• Exercise instructions
Please decide whether each statement agrees with the grief text that follows, giving yes or no and quoting the words of the text that settle it: (a) Many bereaved parents found having another baby was the only thing that dulled some of the pain. (b) The writer expects the waiting to end happily. (c) The writer has been trying to have a baby for close to four years.

• Exercise text
Living With Grief

The Broken Records

Broken Record (noun): Used to refer to a person’s constant and annoying repetition of a particular statement or opinion

It’s “fascinating” how so many loss mums, seem to experience such similar feelings at the same time. There are a few repeat words and themes, that keep cropping up in conversation, one of them is how it feels like old news now. To you, me, everyone. And yet here we all are, stuck: the broken records.

Record #1: Be Alright, Dean Lewis

So many of the bereaved parents I’ve spoken to, have confided that the only thing that really made their loss any better, was having another baby. That’s not to say that they forgot or replaced their child in any way, rather that this was the only thing that really served to dull some of the pain.

So spare a thought for those of us, who aren’t fortunate enough to have another – either yet, or ever. For those of us who are just existing in grief. Not living side by side with it, just existing in it.

And my friend said:
I know you love her, but it’s over, mate.
It doesn’t matter, put the phone away.
It’s never easy to walk away, let her go
It’ll be okay.
It’s gonna hurt for a bit of time
…But nothing heals
The past like time.

 

Record #2: I Don’t Want to Wait, Paula Cole

I think it’s safe to say that anyone with fertility/infertility troubles, will be familiar with one thing: the waiting.

Oh, the incessant waiting! For appointments, for tests, for milestones, for results, for answers, for explanations, for advice, for healing, for reviewing, for periods, for a plan etc. Life is on hold. And so we continue to wait. For what? I’m not even sure anymore. Because not only are there no guarantees to this ending, there’s no guarantee for a happy ending.

I don’t want to wait for our lives to be over,
I want to know right now what will it be.
I don’t want to wait for our lives to be over,
Will it be yes or will it be sorry?

 

Record #3: Dry Your Eyes, The Streets

A phrase I’ve been thinking about is “the right time”.

With so many people, it’s never been the right time to discuss what’s happened. Well, they never made the time to discuss my baby dying. I think they were waiting for the right time to talk about it and now it’s too late. Too much time has passed. We’ve passed over my past. It’s in their past.

It’s often made me think about the Second World War poem “First They Came”. That message has always sat with me, it’s my battle cry for the underdogs: if you are not going to speak now, then when?

Dry your eyes mate,
I know you want to make her see how much this pain hurts.
But you’ve got to walk away now, it’s over.

 

Record #4: Summer of ’69, Bryan Adams

I’ve been thinking about the word “behind” a lot recently (to the extent, that I googled “hind” to really see if I am “being hind”. Being good, being patient, being hind?!)

Hind (adjective): Situated at the back

We’re not just behind in the obvious sense of the word – i.e. that we’re approaching four years of trying to have a baby, while everyone else now has one, two, three, four – but in the actual act of glimpsing behind. Because I have genuinely come to think, that the best, really is behind me now, in most things: career, travels, happiness, relationships, experiences, friendship etc. I have this new-found conviction that all my significant life events are done.

• Extracted information
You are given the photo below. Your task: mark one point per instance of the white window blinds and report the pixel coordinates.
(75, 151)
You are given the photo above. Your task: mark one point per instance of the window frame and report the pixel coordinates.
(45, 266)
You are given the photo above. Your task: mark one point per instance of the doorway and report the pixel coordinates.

• Answer below
(a) Yes: "this was the only thing that really served to dull some of the pain."
(b) No: "there’s no guarantee for a happy ending."
(c) Yes: "we’re approaching four years of trying to have a baby"